WHAT IS REQUIRED.
Count the lines below that contain the word "foliage". Give only the number.

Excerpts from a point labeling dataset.
┄┄┄┄┄┄
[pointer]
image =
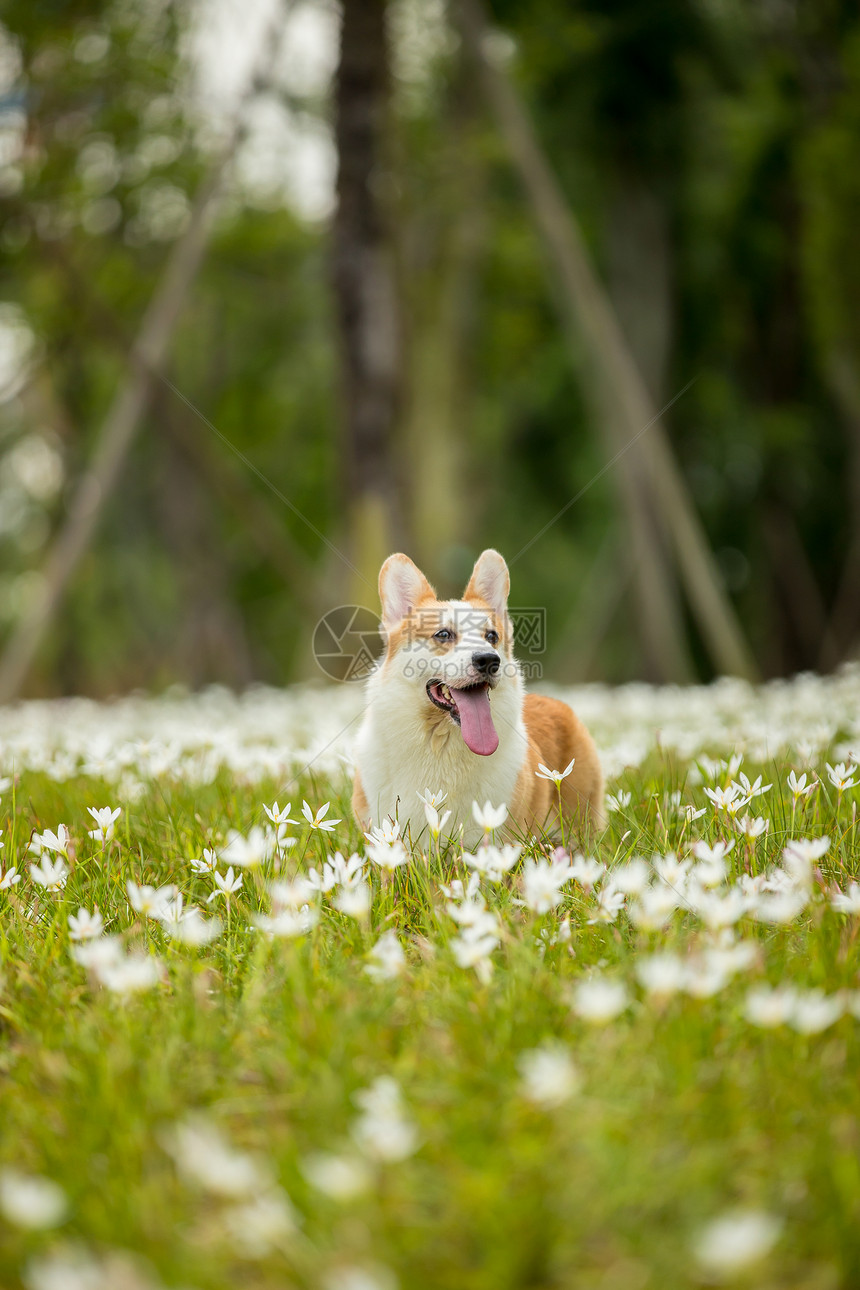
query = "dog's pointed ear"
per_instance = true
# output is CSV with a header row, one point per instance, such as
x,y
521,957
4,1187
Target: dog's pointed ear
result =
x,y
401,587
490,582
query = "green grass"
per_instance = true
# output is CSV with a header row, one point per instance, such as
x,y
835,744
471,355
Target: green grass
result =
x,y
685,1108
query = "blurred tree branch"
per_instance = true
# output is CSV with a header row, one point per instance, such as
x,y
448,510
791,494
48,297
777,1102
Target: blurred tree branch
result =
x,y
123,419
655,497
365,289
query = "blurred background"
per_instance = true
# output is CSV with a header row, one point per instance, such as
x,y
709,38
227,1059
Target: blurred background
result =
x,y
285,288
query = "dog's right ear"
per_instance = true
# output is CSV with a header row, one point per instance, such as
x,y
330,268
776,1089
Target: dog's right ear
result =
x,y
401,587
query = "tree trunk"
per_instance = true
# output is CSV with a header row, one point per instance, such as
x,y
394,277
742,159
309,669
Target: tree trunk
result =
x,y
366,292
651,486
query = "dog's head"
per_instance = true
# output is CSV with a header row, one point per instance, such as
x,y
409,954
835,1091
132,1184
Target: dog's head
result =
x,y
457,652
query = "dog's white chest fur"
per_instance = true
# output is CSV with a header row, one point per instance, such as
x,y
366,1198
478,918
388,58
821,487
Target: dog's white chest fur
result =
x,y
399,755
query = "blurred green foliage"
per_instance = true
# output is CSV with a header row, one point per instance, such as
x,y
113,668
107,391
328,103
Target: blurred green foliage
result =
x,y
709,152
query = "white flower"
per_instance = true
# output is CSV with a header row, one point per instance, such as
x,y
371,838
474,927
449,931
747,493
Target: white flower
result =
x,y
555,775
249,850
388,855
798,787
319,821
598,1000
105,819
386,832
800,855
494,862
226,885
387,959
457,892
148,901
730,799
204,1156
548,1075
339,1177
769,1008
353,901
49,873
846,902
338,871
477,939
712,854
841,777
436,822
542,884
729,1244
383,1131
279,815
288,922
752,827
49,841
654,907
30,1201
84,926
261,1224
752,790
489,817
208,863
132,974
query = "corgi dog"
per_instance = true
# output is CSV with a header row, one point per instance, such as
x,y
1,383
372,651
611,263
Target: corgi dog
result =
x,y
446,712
┄┄┄┄┄┄
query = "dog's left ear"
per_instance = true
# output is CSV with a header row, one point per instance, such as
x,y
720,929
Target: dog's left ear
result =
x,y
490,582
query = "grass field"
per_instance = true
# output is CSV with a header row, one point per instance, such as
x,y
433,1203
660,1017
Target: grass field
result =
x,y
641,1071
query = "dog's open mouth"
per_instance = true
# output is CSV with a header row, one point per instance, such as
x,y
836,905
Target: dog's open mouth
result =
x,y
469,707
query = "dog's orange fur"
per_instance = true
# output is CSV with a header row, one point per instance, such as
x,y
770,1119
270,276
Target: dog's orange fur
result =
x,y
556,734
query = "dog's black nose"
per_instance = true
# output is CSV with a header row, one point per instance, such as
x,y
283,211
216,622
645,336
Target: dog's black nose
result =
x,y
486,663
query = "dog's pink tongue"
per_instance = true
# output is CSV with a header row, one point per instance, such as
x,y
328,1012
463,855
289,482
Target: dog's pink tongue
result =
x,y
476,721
┄┄┄┄┄┄
SOLVED PROBLEM.
2